Document text
From 2014 to 2016, IPL plans to spend $326 million on MATS compliance alone.

At least half of IPL’s capital spending plan involves replacement of coal-fired units. The biggest project, at $600 million, is the construction of a 671 MW gas-fired generating station to replace aging coal units at its Eagle Valley plant, 30 miles south of Indianapolis.

AES’ Second Thoughts About U.S.

Although it is based in Arlington, Va., three-quarters of AES’ pre-tax income from continuing operations comes from its international investments.

AES, which bought IPL in 2000 for $2.15 billion, would see its stake in IPALCO fall to 70% under the deal.

Earlier this year AES tried to sell its Dayton Power & Light’s generation fleet rather than spinning it off into an unregulated subsidiary by 2017, as the Public Utility Commission of Ohio had ordered.

AES bought DPL in 2011 for $3.5 billion, about a 9% premium to DPL’s stock price. But AES later expressed regrets about the purchase, saying it hadn’t received the benefits it expected. In its 10-K filed last February, AES cited Ohio’s market-based pricing and low wholesale prices.

In July, however, AES said it had dropped its plan to sell DPL. “In light of the potential recovery of power prices, as well as PJM capacity prices, AES believes that this business has additional value that can be captured by continuing to own and operate these generation assets,” AES said in a statement.

Moody’s Likes Deal

Moody’s Investors Service said in a Dec. 15 report that the sale would help the credit rating of IPALCO, which is in the midst of a $1.4 billion capital spending plan.

“CDPQ’s contractual commitment is credit positive for IPALCO and its wholly owned subsidiary Indianapolis Power & Light … particularly considering CDPQ’s strong credit quality compared to AES,” Moody’s analyst Natividad Martel wrote.

Moody’s did not change its ratings for IPL, IPALCO or AES, however, which are Baa1 stable, Baa3 stable and Ba3 stable, respectively.

IPL has a current capital structure of 45% equity and 55% debt. Virtually all of the utility’s profits are returned to AES as dividends, which has left the utility thinly capitalized. In the first nine months of 2014, IPL paid $78 million in dividends to AES.

AES
Map of AES’ US businesses (Click to zoom)

Over the last two years, AES contributed $156 million in additional equity to IPL, said Moody’s.  AES and CDPQ will contribute another $62 million on top of CDPQ’s $349 million.

Although it would ultimately receive less in dividends from IPL, AES would enjoy a reduction in requirements to make equity contributions to IPL. That will “enhance AES’ parent only free cash flow position,” said Moody’s.

That’s notable because AES recently announced it would double dividend distributions starting in the first quarter of 2015.

What the exercise asks
In the piece on AES and Indianapolis Power & Light, how much did AES pay when it bought IPL in 2000?

Listed records
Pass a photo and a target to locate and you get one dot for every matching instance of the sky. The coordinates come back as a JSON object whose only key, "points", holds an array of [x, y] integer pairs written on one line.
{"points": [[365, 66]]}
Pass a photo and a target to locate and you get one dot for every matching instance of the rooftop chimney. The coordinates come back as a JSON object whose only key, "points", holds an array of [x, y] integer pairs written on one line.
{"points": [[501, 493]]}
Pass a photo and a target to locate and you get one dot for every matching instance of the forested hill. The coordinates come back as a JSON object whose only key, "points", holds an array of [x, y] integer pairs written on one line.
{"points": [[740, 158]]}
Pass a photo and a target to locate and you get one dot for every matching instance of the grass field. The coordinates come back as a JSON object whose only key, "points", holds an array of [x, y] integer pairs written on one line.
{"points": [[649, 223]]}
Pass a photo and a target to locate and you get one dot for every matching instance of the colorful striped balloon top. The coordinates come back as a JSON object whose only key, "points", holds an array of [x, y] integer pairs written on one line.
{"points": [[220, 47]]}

---

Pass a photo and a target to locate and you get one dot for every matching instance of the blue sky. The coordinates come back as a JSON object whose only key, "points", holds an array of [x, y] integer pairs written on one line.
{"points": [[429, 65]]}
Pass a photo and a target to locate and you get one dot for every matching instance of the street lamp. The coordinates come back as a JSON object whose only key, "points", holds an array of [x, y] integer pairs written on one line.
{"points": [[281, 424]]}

Right answer
$2.15 billion